======== Dataset entries

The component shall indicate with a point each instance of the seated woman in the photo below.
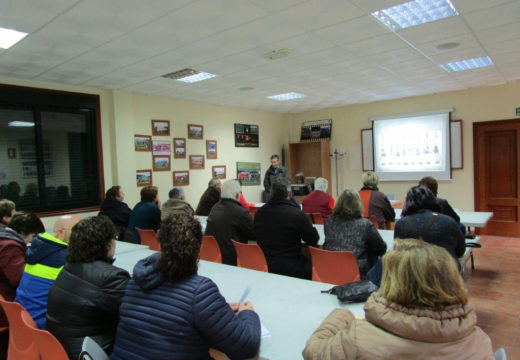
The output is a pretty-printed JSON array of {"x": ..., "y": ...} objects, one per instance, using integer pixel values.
[
  {"x": 420, "y": 220},
  {"x": 421, "y": 311},
  {"x": 170, "y": 312},
  {"x": 347, "y": 230},
  {"x": 85, "y": 297}
]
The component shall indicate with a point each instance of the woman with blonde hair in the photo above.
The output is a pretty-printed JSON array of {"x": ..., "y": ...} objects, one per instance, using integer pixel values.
[{"x": 421, "y": 311}]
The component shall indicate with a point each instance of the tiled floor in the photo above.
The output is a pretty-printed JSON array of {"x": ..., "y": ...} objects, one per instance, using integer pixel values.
[{"x": 494, "y": 290}]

================

* **Directions for this task**:
Please retype the whole listing above word for word, leaving the pictures out of your copy.

* **Answer to this task**:
The component shall indicate with a point each instance of the seated woman in the photo below.
The output is a pretty-printed JSON array of {"x": ..., "y": ...} objects, one per instance, using integer pixel values.
[
  {"x": 420, "y": 220},
  {"x": 421, "y": 311},
  {"x": 170, "y": 312},
  {"x": 347, "y": 230},
  {"x": 85, "y": 297}
]
The component shall indicate with a point each instance of the woman with blonde hair in the photo above.
The output is a pretty-printed JSON array of {"x": ..., "y": ...} objects, one per instance, using integer pixel values.
[{"x": 421, "y": 311}]
The component shall indicate with a point each instance of the tiled floor in the photo above.
The output is a pretty-printed JSON array of {"x": ..., "y": ...} objects, one per instance, using integer pixel values.
[{"x": 494, "y": 290}]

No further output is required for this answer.